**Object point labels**
______________________________

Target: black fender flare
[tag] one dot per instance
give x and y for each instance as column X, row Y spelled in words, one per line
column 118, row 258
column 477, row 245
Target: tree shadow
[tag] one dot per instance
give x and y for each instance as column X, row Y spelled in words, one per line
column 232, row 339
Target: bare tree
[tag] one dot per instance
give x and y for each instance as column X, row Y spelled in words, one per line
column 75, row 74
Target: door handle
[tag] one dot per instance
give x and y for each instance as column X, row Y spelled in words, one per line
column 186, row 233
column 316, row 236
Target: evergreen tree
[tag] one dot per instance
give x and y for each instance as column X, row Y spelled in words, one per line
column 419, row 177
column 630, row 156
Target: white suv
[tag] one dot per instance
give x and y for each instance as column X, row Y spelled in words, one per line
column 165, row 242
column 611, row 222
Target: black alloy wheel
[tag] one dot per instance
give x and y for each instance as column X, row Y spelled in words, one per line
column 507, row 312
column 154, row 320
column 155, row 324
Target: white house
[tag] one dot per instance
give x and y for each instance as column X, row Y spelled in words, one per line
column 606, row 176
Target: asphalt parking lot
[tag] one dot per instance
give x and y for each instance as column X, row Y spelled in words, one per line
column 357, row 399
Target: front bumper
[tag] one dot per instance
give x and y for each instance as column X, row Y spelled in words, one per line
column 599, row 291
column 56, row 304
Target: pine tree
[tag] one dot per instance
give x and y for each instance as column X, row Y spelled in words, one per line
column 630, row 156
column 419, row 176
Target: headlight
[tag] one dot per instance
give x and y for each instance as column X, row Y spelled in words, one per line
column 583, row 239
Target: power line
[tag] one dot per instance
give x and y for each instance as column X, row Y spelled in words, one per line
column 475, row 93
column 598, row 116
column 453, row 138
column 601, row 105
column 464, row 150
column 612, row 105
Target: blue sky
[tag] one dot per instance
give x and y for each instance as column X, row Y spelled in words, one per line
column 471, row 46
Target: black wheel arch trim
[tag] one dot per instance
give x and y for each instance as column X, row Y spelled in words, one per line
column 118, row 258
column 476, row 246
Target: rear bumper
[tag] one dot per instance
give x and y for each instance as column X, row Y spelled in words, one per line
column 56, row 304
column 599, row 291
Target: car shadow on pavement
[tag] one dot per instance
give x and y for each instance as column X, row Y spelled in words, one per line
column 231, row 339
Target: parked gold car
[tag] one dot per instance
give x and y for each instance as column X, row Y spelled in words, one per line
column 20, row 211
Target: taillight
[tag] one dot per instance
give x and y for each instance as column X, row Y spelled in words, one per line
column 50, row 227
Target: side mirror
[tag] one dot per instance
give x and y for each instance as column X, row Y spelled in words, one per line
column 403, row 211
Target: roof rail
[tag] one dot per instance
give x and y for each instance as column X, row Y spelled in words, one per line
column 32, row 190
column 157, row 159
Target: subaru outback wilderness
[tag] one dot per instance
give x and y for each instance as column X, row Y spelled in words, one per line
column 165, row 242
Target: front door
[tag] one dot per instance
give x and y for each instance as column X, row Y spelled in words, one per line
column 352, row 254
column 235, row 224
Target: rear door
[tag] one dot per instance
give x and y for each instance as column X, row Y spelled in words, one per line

______________________________

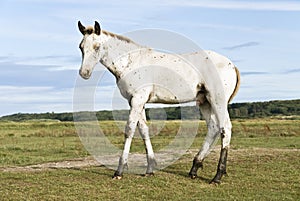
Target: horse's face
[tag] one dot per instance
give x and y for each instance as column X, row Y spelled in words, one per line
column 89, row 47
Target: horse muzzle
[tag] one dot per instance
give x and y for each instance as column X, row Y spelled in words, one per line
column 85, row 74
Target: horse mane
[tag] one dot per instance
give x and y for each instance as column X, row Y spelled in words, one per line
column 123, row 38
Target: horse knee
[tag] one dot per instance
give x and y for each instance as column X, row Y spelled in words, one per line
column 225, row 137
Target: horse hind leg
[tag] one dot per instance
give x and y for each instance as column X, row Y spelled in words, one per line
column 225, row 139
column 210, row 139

______________________________

**Exercise**
Count how many lines of the records contain the word "bumper" and give only that number.

**Written reply**
2